**What is required**
Search the entries below for "chimney" and copy each matching line.
#### Given entries
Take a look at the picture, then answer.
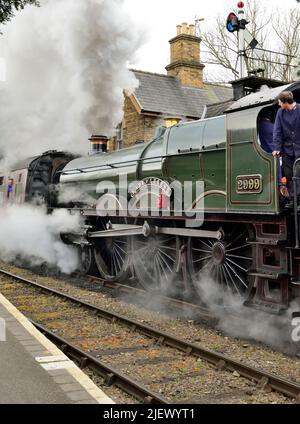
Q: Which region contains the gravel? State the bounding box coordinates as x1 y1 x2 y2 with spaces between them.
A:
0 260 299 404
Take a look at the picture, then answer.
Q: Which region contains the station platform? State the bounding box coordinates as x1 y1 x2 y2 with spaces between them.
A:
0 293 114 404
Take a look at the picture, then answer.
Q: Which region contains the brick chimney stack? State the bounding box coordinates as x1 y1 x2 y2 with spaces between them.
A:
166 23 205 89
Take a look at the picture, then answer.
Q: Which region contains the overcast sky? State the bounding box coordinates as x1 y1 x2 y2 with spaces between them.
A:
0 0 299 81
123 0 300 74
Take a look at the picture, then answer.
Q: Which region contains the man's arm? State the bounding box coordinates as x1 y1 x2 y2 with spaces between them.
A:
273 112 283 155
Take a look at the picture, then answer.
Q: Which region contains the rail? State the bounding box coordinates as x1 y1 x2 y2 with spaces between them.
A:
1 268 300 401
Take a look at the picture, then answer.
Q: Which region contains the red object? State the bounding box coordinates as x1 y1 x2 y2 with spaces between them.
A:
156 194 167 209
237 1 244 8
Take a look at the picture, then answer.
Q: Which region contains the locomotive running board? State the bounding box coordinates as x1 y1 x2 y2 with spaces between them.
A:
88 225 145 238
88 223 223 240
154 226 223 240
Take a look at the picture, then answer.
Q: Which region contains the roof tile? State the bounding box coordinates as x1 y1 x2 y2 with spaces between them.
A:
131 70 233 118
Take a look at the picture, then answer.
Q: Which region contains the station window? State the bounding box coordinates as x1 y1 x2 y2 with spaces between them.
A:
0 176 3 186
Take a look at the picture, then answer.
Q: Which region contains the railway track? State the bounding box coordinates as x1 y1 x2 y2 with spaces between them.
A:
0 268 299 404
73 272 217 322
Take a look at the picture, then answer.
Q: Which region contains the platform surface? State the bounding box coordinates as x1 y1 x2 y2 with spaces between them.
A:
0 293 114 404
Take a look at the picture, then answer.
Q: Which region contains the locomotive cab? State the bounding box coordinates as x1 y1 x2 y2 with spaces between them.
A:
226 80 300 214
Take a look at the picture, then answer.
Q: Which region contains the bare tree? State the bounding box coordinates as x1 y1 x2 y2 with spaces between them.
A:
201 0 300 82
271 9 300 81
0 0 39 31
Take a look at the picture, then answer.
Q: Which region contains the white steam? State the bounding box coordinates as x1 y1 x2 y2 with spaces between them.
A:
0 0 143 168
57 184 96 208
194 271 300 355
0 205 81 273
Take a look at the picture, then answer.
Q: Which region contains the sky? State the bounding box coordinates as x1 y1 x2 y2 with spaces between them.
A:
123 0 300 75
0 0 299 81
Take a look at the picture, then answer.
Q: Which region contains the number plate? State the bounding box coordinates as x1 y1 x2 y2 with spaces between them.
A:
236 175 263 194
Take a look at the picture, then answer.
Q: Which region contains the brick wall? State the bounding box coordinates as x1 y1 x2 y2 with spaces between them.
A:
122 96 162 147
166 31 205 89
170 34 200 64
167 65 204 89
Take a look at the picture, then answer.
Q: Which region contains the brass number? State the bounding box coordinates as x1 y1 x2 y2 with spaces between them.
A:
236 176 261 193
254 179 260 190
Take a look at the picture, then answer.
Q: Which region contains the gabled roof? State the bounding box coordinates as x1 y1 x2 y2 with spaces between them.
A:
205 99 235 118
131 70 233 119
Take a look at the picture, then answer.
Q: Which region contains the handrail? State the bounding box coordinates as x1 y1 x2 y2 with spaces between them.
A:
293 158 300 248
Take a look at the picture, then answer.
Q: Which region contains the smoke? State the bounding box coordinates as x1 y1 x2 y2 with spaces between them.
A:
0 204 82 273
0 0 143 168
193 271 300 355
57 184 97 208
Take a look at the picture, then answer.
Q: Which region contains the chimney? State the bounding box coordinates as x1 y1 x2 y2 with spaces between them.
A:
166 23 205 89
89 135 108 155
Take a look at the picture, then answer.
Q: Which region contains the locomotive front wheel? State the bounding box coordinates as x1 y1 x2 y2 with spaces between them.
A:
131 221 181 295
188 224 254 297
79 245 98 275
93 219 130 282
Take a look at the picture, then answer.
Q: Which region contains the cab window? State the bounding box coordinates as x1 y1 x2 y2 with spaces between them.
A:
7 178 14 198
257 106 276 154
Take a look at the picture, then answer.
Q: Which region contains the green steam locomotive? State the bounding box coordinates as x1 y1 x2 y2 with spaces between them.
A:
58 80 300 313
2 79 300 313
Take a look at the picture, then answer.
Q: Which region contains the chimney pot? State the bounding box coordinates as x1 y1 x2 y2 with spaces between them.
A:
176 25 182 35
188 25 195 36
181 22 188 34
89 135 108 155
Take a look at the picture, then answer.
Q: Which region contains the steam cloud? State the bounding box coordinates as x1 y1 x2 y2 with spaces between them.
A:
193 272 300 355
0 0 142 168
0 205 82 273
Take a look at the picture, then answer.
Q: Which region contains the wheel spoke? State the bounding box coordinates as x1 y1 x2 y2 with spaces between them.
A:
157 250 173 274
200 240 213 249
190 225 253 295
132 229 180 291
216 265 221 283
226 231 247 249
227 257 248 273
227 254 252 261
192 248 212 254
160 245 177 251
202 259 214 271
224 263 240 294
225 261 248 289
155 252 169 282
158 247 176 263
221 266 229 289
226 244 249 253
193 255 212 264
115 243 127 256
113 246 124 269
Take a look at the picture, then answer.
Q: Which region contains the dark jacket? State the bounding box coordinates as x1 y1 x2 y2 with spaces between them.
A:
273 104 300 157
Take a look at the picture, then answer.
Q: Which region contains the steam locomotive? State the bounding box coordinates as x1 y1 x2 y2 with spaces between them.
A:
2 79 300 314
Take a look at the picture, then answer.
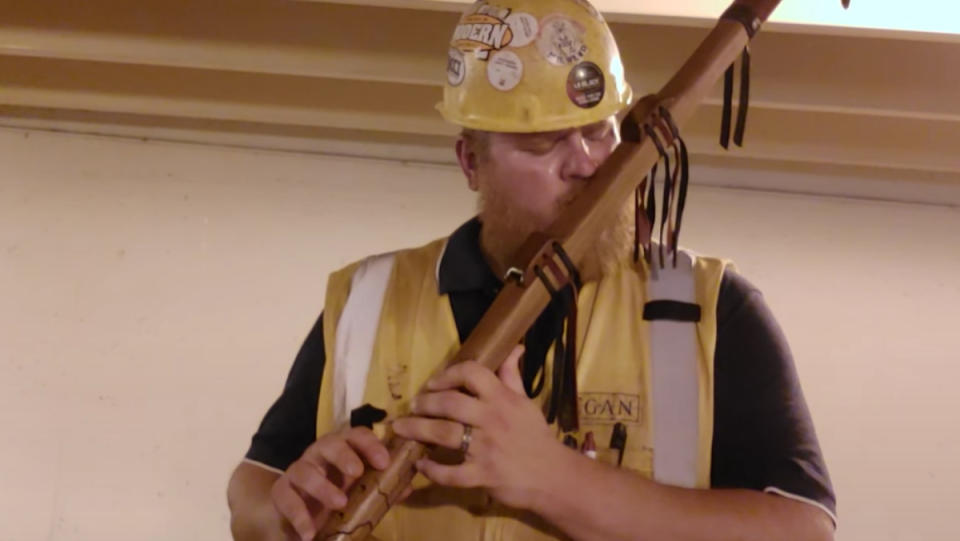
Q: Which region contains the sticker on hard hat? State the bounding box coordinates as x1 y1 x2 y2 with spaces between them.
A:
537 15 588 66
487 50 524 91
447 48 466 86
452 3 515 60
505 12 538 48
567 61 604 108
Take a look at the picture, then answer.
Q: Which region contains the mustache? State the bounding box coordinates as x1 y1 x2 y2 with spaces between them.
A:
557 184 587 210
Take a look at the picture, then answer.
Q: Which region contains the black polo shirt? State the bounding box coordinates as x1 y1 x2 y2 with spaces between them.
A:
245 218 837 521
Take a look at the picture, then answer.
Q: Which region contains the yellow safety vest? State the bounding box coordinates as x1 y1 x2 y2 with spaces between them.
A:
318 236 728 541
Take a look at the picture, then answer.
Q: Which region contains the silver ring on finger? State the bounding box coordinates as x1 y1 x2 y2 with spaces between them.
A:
########
#### Given entries
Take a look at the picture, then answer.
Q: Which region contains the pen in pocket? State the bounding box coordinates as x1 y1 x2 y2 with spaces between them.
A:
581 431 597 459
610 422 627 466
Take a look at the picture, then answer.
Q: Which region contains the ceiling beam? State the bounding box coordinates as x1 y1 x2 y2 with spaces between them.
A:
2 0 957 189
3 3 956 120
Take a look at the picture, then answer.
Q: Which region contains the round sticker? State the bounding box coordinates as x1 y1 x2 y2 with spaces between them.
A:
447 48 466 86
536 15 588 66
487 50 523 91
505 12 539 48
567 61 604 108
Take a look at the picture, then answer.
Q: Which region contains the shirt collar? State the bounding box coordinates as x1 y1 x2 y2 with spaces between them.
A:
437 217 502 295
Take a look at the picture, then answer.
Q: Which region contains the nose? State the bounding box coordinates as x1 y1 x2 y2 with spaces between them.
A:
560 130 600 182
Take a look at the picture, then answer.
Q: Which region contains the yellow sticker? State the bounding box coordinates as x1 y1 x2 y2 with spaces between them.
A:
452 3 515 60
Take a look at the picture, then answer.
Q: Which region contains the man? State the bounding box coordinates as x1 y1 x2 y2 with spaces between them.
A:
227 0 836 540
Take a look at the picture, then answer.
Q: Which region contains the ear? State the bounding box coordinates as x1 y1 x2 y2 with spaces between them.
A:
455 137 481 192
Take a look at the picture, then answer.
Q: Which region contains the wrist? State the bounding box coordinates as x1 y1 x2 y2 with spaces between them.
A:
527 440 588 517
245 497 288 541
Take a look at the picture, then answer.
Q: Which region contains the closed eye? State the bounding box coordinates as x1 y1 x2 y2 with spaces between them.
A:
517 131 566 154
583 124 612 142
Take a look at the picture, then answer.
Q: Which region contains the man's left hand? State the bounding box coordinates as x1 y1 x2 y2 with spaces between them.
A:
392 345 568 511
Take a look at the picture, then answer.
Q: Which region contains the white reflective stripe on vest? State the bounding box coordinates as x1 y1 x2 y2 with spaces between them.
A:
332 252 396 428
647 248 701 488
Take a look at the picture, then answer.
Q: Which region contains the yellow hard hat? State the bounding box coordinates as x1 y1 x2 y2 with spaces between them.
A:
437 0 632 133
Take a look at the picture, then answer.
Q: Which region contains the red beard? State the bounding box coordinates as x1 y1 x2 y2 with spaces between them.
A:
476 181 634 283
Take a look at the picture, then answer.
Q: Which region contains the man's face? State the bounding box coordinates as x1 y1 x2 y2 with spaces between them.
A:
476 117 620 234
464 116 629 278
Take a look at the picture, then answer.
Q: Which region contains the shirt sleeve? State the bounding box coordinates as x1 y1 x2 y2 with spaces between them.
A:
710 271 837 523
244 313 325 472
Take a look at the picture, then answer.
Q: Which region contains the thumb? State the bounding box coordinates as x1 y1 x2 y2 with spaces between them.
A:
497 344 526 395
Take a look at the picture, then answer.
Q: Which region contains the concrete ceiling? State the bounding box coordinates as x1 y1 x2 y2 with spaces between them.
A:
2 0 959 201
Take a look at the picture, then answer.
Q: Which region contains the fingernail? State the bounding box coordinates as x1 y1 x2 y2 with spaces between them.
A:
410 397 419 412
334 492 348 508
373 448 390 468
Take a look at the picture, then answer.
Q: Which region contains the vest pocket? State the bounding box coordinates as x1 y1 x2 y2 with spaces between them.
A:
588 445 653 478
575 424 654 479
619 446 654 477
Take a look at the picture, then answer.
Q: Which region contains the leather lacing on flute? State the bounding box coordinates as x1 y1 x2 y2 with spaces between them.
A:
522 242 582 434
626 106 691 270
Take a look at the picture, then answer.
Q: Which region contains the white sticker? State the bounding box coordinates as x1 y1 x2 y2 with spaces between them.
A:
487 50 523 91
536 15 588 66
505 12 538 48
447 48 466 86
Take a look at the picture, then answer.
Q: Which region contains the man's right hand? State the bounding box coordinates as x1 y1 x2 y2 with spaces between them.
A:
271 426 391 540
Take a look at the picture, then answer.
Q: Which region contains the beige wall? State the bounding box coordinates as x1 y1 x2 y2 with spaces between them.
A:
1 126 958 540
########
**Answer box**
Q: Which region contains the brick chimney stack? State the bounding box coordinates as x1 y1 x2 y2 with spaces between them.
Q: Which region contains the chimney? State the bounding box coordinates as x1 y1 x2 y2 with spaces between them.
Q: Which region contains the chimney pot? State the bounding box coordinates as x1 y1 x2 y2 with spaces between them.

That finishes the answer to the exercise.